* **Exercise directions**:
Show all lines from the material that carry the word "below".

* **Input for this task**:
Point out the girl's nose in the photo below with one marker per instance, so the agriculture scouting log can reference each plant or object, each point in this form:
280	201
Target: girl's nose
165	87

--

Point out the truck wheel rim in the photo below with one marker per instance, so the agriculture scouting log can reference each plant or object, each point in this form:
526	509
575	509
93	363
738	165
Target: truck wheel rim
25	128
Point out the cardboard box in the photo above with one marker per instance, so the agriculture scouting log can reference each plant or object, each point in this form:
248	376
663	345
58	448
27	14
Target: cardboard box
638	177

* **Task solution**:
Point out the girl's nose in the photo below with one marker per instance, so the agriculture scouting log can reference each plant or object, each point in this form:
Point out the truck wheel rim in the photo below with one marker per instance, so the agriculture scouting log can reference each plant or object, each point in this form:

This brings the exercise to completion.